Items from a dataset
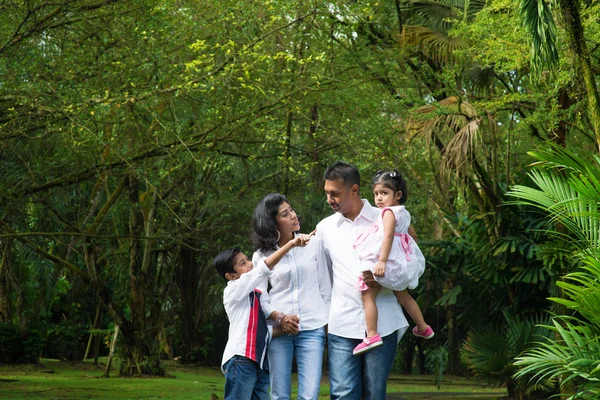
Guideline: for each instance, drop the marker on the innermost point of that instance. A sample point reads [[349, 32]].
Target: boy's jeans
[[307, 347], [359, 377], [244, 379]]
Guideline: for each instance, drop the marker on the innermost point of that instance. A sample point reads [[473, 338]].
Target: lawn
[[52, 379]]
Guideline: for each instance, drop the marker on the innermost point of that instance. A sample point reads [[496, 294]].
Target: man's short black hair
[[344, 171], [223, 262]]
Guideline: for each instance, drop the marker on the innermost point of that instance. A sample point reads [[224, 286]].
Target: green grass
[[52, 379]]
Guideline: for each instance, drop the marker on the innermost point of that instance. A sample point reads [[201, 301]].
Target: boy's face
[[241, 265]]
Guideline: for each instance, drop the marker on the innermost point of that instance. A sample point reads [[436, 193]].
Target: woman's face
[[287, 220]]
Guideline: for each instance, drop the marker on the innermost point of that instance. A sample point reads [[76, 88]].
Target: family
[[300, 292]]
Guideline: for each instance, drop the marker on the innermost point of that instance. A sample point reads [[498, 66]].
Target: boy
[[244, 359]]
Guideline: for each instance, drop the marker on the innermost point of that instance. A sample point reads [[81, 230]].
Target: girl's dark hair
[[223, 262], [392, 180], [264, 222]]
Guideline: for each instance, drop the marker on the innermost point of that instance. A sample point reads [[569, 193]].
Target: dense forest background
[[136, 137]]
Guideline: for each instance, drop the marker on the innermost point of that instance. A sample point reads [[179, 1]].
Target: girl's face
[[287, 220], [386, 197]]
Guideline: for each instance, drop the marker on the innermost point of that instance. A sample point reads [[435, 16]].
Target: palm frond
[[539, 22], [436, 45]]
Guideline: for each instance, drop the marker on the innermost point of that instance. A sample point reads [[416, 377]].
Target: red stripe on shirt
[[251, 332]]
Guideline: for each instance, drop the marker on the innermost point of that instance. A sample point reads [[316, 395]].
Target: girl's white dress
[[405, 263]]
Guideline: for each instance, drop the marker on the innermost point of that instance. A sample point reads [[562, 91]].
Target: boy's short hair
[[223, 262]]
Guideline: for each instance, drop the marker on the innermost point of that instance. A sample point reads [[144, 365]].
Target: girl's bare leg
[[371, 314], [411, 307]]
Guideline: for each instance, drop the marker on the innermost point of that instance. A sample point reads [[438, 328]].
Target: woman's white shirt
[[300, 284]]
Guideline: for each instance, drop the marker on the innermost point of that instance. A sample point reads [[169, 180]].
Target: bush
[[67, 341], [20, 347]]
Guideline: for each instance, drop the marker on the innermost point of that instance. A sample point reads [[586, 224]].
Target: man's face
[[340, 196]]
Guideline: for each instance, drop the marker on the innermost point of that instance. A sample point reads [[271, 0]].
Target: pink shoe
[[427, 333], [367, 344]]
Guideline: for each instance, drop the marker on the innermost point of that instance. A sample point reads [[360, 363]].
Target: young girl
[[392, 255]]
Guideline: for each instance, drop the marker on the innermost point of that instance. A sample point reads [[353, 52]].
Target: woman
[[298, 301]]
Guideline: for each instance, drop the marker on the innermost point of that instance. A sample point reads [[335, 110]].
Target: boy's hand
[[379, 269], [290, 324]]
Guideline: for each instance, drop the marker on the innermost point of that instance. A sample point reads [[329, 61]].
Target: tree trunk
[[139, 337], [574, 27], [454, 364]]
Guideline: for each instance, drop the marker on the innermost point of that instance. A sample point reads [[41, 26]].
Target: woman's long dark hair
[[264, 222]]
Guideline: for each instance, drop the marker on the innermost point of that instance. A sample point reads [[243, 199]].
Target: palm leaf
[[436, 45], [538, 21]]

Your task: An exact printout of the entries is wanted, covering the first line through the line holding "reads [[76, 88]].", with pictures kept out of it.

Written answer:
Guideline: for each instance, drop the marker on the innermost point of that instance. A sample point reads [[349, 32]].
Target: boy's jeans
[[307, 347], [359, 377], [244, 379]]
Guideline: for each instance, drop the marker on the innermost point of that instance. A sample point reads [[473, 338]].
Target: lawn
[[52, 379]]
Guideline: for each instance, drop the marker on the innermost point of that instance. A sample point reads [[496, 294]].
Target: man's short black hair
[[344, 171], [223, 262]]
Guideline: for each instance, drop the marker on the innermost point of that instance. A sample point reads [[224, 286]].
Target: green grass
[[52, 379]]
Guideline: for each instance, drop the marker on the innermost point of that instance. A sample point reads [[201, 301]].
Target: boy's face
[[241, 265]]
Guideline: for each instance, drop the marker on the innermost point of that instance. A sample point reads [[436, 193]].
Target: woman's face
[[287, 220]]
Guideline: for each instance, drop the marker on the innermost point of that instance. A sample point reads [[76, 88]].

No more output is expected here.